* **Kurze Aufgabe 1**:
Beantworte die folgenden Fragen zum Lesetext, jede Antwort in einer eigenen Zeile mit (a), (b), (c):
(a) Seit wann werden Nord- und Ostsee immer wärmer?
(b) Wie warm war die Nordsee im Oktober?
(c) Mit welchem Zeitraum als Schnitt werden die Monate verglichen?

Stand: 04.11.2024 11:05 Uhr

Nord- und Ostsee werden seit den 1990er-Jahren immer wärmer. Vor allem die Ostsee ist stark betroffen - mit fatalen Folgen für Tiere und Pflanzen. NDR Data zeigt die aktuelle Entwicklung und erklärt die Ursachen.

von Michael Hörz

Nahezu jedes Jahr gibt es Rekordmeldungen zu den Meerestemperaturen vor Deutschlands Küsten. Was im ersten Moment eine angenehme Zeit am Meer verheißt, ist aber mit vielen weniger angenehmen Auswirkungen verbunden. Im Oktober war es in der Ostsee 12,4 Grad kühl. Wer da ins Wasser geht, muss stark darauf achten, nicht auszukühlen. Normalerweise ist es um diese Zeit 1,5 Grad kälter, wie Zahlen des Bundesamts für Seeschifffahrt und Hydrographie zeigen. Die Nordsee lag mit 13,1 Grad über dem langjährigen Mittel.

Die folgende Grafik zeigt, wie warm Nordsee und Ostsee im vergangenen Monat waren:

Auch wenn ein Monat mal unter dem Schnitt von 1991 bis 2020 liegt: Betrachtet man die Abweichung aller Monate seit 1990 (siehe folgende Grafik), so zeichnet sich eine klare Entwicklung ab. In den letzten Jahren gab es deutlich mehr Ausschläge nach oben. Das heißt, es gibt immer mehr Monate, in denen das Meerwasser wärmer ist als im langjährigen Mittel.

* **Kurze Aufgabe 2**: Übertrage alle Zeilen der Auflistung in eine nummerierte Liste und lass die Leerzeilen weg. Nimm die Bilder nicht in die Antwort auf.

* **Datensätze für Punktannotationen**:
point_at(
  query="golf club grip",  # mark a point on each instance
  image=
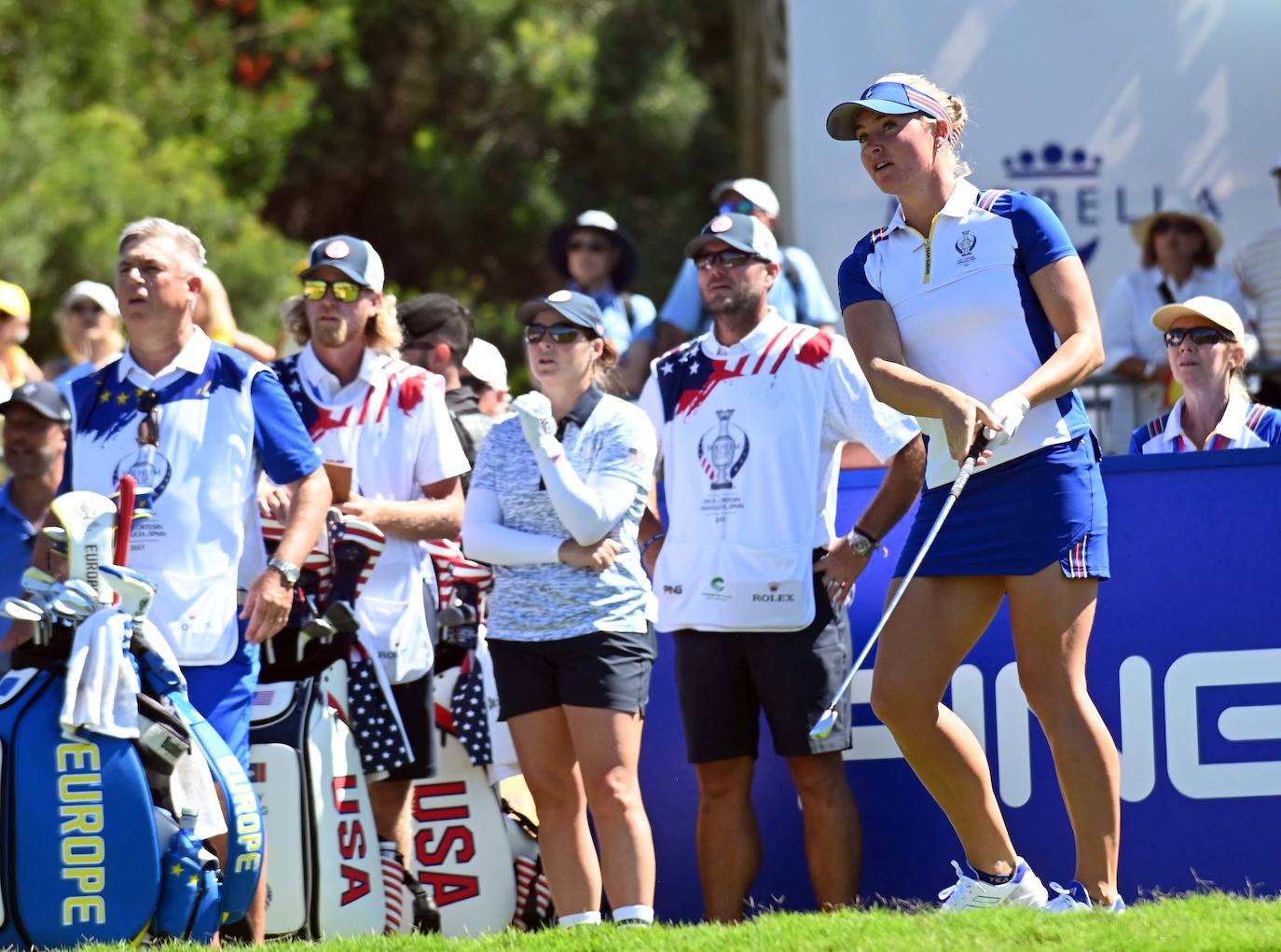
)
(124, 519)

* **Vollständige Ausgabe 1**:
(a) Seit den 1990er-Jahren.
(b) 13,1 Grad.
(c) 1991 bis 2020.

* **Vollständige Ausgabe 2**:
1. point_at(
2.   query="golf club grip",  # mark a point on each instance
3.   image=
4. )
5. (124, 519)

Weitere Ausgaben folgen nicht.